**Instructions for the task:**
Copy out every line of the listing below without changing anything, and leave the pictures out of your answer.

====== Extracted records ======

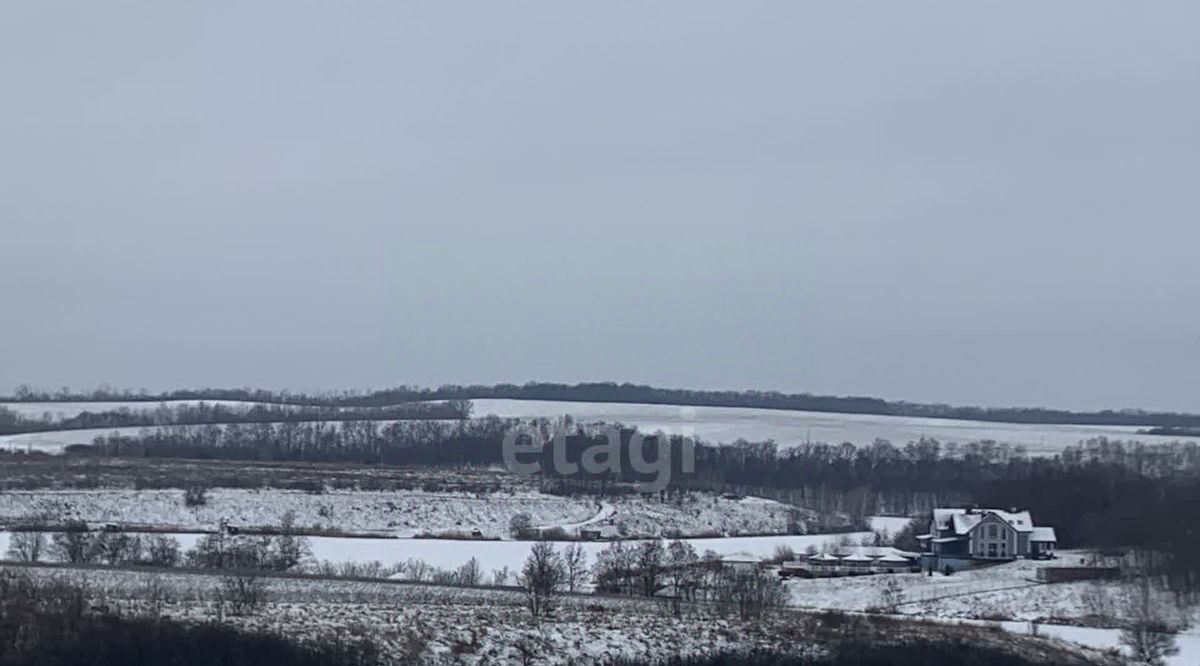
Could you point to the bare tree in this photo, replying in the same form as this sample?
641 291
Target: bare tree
521 526
1147 635
749 593
575 558
288 550
75 546
27 546
683 569
541 579
244 593
469 574
162 551
649 565
891 593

======

**Answer to the exercise:**
Could you point to the bare tree in this photo, replying in the same form as this sample?
641 291
Target: bare tree
521 526
1147 635
749 593
575 558
288 550
75 546
27 546
683 569
541 579
244 593
469 574
162 551
649 565
891 593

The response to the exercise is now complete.